Document text —
** start **

Thursday, December 23, 2004

FSTTCS 2004 at Chennai

By Prahladh Harsha and Jaikumar Radhakrishnan

It was nice to be back in Madras after a long time and even nicer to meet friends from MIT and elsewhere during this year's Foundations of Software Technology and Theoretical Computer Science Conference. FSTTCS is the longest-running international conference on computer science in India, and is organized under the aegis of the Indian Association for Research in Computing Science (IARCS).

The 24th edition was held in Chennai between Dec 16 and Dec 18. The conference was preceded by two workshops on Algorithms for dynamic data (Dec 13 - 14) and Logics for dynamic data (Dec 15). Here are a few statistics about this year's FSTTCS: 38 accepted papers (out of 178 submitted from 38 countries), attendance of about 175 (nearly 35% from outside India). The invited speakers: Pavel Pevzner (UCSD), Javier Esparza (Stuttgart), Piotr Indyk (MIT), John Reynolds (CMU) and Denis Therien (McGill). The proceedings of the conference were published by Springer in LNCS series.

FSTTCS attracts papers in Logics & Semantics and Algorithms & Complexity. Biased by our interests, we attended only the presentations on Algorithms & Complexity. In our view, the highlights were:

  • M Fürer, S P Kasiviswanathan, An almost linear time approximation algorithm for the permanent of a random (0-1) matrix.
  • A K Ponnuswami, H Venkateswaran, Monotone Boolean circuits for bipartite perfect matching require exponential size.

** end **

Recorded data —
** start **

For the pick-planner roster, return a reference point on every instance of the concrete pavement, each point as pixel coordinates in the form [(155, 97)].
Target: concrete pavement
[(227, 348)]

** end **

List of tasks —
1) In the FSTTCS 2004 post, rewrite the paragraph beginning "The 24th edition was held in Chennai" as a short bulleted list that keeps its main facts.
2) According to the FSTTCS 2004 post, under whose aegis is the conference organized?

Set of answers —
1)
- Held in Chennai, Dec 16–18 (the 24th edition)
- Preceded by two workshops: Algorithms for dynamic data (Dec 13–14) and Logics for dynamic data (Dec 15)
- 38 papers accepted out of 178 submitted from 38 countries
- About 175 attendees, nearly 35% from outside India
- Invited speakers: Pavel Pevzner (UCSD), Javier Esparza (Stuttgart), Piotr Indyk (MIT), John Reynolds (CMU), Denis Therien (McGill)
- Proceedings published by Springer in the LNCS series

2) The Indian Association for Research in Computing Science (IARCS).